Data entries
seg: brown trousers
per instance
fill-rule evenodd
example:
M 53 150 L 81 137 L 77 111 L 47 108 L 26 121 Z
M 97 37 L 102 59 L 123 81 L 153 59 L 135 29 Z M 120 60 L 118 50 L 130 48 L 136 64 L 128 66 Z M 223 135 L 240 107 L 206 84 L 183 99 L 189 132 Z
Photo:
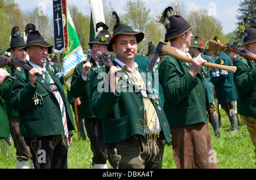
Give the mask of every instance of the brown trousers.
M 178 169 L 217 169 L 209 123 L 170 127 Z
M 18 116 L 9 116 L 9 128 L 11 135 L 16 148 L 16 158 L 20 161 L 28 161 L 32 158 L 30 148 L 25 143 L 24 138 L 20 134 L 19 117 Z
M 240 115 L 241 121 L 246 125 L 247 130 L 251 138 L 251 142 L 254 145 L 254 153 L 256 158 L 256 118 Z

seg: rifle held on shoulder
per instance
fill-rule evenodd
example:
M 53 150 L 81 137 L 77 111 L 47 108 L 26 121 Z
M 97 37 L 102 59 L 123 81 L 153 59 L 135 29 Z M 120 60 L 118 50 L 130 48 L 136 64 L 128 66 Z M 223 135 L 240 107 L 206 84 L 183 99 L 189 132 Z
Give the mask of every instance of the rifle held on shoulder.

What to produce
Write out all the data above again word for word, but leave out the pictures.

Result of the task
seg: brown trousers
per instance
fill-rule evenodd
example:
M 53 150 L 81 137 L 77 111 L 47 108 L 26 121 Z
M 97 37 L 102 59 L 123 81 L 153 59 L 135 29 Z M 120 60 L 118 50 L 130 48 L 136 64 L 128 66 Z M 223 135 L 240 107 L 206 84 L 183 99 L 189 132 Z
Photo:
Give the mask of every instance of the brown trousers.
M 178 169 L 217 169 L 209 123 L 170 127 Z
M 18 116 L 9 116 L 9 128 L 11 135 L 16 148 L 16 158 L 20 161 L 28 161 L 32 158 L 30 148 L 25 143 L 24 138 L 20 134 L 19 117 Z
M 240 115 L 241 121 L 246 125 L 247 130 L 251 138 L 251 142 L 254 145 L 254 153 L 256 158 L 256 118 Z

seg: rifle held on shoulder
per instance
fill-rule evenodd
example:
M 53 150 L 81 137 L 77 111 L 47 108 L 26 121 Z
M 97 37 L 102 59 L 123 81 L 153 59 L 135 29 Z M 120 60 L 118 50 L 130 48 L 136 64 L 128 66 Z M 223 135 L 240 107 L 206 84 L 183 99 L 189 132 Z
Give the mask of every instance of the rifle held on shoulder.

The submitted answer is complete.